§ EXERCISE TEXT:

African witchcraft beliefs have exerted a profound influence on practices called brujeria in Latin America, especially in regions with incoming African diaspora religions, such as Brazil, Cuba, and the Caribbean. This influence is marked by syncretism, where African witchcraft beliefs have merged with Indigenous, European, and Christian elements. For instance, in Brazil's Candomblé and Cuba's Santería, African Orisha worship is blended with Catholicism, allowing practitioners to maintain their African spiritual heritage while adapting to the dominant religious culture.

==By region==

===Azande===

Witchcraft plays a significant role in the beliefs and culture of the Azande people, located in North Central Africa, particularly in regions like South Sudan, the Central African Republic, and the Northern Democratic Republic of Congo. In Azande society, witchcraft is perceived as a potent force used to harm individuals, and it permeates every aspect of their lives. They believe that witchcraft is hereditary and can only be passed from parent to child of the same gender. This psychic power is believed to work at close range and can manipulate nature to cause harm, such as using animals or collapsing structures.

The Azande do not attribute human errors like mistakes in farming or moral crimes like lying to witchcraft. Instead, they primarily associate it with negative occurrences, such as disease and death. A witch will only use their powers against someone they dislike, with the process involving the transfer of the victim's soul to a group of witches. While the victim's relatives can prepare a defense, they must seek advice from an oracle before retaliating.

§ DATASET EXCERPTS:
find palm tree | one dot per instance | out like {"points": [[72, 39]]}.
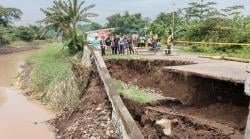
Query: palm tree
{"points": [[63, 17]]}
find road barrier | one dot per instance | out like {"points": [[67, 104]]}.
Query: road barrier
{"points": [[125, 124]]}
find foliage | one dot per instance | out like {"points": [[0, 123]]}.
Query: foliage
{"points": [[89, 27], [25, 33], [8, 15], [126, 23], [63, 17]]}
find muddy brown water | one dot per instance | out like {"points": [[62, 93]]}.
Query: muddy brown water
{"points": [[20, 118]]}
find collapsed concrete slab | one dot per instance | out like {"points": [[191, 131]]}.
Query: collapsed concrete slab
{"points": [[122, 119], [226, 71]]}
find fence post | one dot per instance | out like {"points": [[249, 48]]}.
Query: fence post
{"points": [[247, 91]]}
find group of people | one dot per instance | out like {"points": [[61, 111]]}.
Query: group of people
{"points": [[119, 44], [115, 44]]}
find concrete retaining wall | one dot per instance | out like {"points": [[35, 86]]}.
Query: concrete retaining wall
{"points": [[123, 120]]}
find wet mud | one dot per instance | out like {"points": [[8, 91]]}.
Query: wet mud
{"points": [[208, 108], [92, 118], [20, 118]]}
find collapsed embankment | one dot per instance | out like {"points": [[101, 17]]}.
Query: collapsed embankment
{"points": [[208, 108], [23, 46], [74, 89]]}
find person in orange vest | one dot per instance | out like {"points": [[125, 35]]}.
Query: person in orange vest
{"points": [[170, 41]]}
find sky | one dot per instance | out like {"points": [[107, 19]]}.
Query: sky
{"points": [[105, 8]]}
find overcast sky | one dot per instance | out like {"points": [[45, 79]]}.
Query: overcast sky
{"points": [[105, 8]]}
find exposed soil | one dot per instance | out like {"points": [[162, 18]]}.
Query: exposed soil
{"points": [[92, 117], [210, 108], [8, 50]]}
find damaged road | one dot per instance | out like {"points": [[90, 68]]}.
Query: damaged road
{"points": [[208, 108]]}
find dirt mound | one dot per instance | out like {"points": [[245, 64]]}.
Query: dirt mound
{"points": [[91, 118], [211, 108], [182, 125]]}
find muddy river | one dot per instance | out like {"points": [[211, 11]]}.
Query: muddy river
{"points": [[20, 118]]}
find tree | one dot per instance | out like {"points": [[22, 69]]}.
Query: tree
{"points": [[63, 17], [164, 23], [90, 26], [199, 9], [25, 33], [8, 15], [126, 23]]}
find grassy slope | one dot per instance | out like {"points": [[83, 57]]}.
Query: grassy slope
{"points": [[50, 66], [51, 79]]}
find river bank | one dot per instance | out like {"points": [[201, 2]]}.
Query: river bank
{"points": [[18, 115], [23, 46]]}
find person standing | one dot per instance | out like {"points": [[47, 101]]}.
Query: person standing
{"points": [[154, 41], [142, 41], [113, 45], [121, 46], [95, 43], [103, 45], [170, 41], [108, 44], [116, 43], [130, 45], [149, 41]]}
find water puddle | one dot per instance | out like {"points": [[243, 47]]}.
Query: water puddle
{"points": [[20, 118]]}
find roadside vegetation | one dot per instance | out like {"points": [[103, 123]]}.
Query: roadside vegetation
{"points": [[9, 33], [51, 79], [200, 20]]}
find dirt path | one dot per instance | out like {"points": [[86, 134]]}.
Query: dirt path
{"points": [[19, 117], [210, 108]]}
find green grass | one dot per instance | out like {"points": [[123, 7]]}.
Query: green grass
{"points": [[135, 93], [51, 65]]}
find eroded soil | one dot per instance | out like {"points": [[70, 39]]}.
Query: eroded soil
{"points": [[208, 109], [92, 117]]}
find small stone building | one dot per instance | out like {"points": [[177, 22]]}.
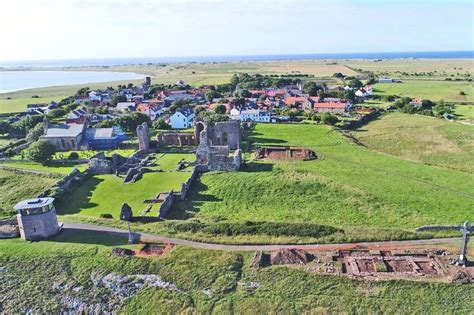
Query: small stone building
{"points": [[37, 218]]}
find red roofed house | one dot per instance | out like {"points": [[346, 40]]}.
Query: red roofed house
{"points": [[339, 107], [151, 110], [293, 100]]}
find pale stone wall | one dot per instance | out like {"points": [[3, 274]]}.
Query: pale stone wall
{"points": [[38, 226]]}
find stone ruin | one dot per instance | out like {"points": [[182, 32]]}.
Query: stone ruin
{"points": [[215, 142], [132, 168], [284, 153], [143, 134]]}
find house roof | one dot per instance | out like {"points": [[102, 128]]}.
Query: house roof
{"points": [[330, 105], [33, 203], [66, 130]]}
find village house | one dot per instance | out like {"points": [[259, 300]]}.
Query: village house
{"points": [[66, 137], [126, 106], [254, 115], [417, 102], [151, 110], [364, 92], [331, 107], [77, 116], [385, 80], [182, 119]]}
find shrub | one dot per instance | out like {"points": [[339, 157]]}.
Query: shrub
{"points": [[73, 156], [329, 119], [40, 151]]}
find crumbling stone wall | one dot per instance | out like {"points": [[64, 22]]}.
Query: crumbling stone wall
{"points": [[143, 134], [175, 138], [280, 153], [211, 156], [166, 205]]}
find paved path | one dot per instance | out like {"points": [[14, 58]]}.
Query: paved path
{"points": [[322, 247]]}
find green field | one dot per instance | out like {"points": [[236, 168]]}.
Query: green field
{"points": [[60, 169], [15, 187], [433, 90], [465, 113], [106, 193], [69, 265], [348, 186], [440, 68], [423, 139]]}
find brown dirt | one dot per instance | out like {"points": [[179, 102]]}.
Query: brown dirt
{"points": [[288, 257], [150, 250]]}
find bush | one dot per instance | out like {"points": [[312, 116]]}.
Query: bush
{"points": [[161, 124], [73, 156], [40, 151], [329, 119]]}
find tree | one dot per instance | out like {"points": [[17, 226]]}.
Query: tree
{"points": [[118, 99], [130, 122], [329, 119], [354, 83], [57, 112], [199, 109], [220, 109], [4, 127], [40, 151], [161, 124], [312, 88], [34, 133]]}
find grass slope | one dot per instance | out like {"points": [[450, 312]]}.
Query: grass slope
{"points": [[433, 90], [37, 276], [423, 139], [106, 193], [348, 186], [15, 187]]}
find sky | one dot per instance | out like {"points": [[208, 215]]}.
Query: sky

§ WHAT THE EXERCISE ASKS:
Reproduce everything in the passage on African witchcraft beliefs from "African witchcraft beliefs have exerted" down to "dominant religious culture.", substituting "Roman Catholicism" for "Catholicism".

§ TASK ANSWER:
African witchcraft beliefs have exerted a profound influence on practices called brujeria in Latin America, especially in regions with incoming African diaspora religions, such as Brazil, Cuba, and the Caribbean. This influence is marked by syncretism, where African witchcraft beliefs have merged with Indigenous, European, and Christian elements. For instance, in Brazil's Candomblé and Cuba's Santería, African Orisha worship is blended with Roman Catholicism, allowing practitioners to maintain their African spiritual heritage while adapting to the dominant religious culture.